▶ _AIM OF THE EXERCISE_: Can you format the data below as a numbered list, omitting any blank lines?

▶ _Rows from a pointing dataset_:

***

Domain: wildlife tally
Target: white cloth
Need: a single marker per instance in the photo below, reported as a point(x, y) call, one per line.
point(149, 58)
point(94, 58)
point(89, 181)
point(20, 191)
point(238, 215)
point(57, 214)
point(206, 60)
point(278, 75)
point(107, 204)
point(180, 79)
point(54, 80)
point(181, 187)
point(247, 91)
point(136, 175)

***

▶ _WRITTEN SOLUTION_:
1. Domain: wildlife tally
2. Target: white cloth
3. Need: a single marker per instance in the photo below, reported as a point(x, y) call, one per line.
4. point(149, 58)
5. point(94, 58)
6. point(89, 181)
7. point(20, 191)
8. point(238, 215)
9. point(57, 214)
10. point(206, 60)
11. point(278, 75)
12. point(107, 204)
13. point(180, 79)
14. point(54, 80)
15. point(181, 187)
16. point(247, 91)
17. point(136, 175)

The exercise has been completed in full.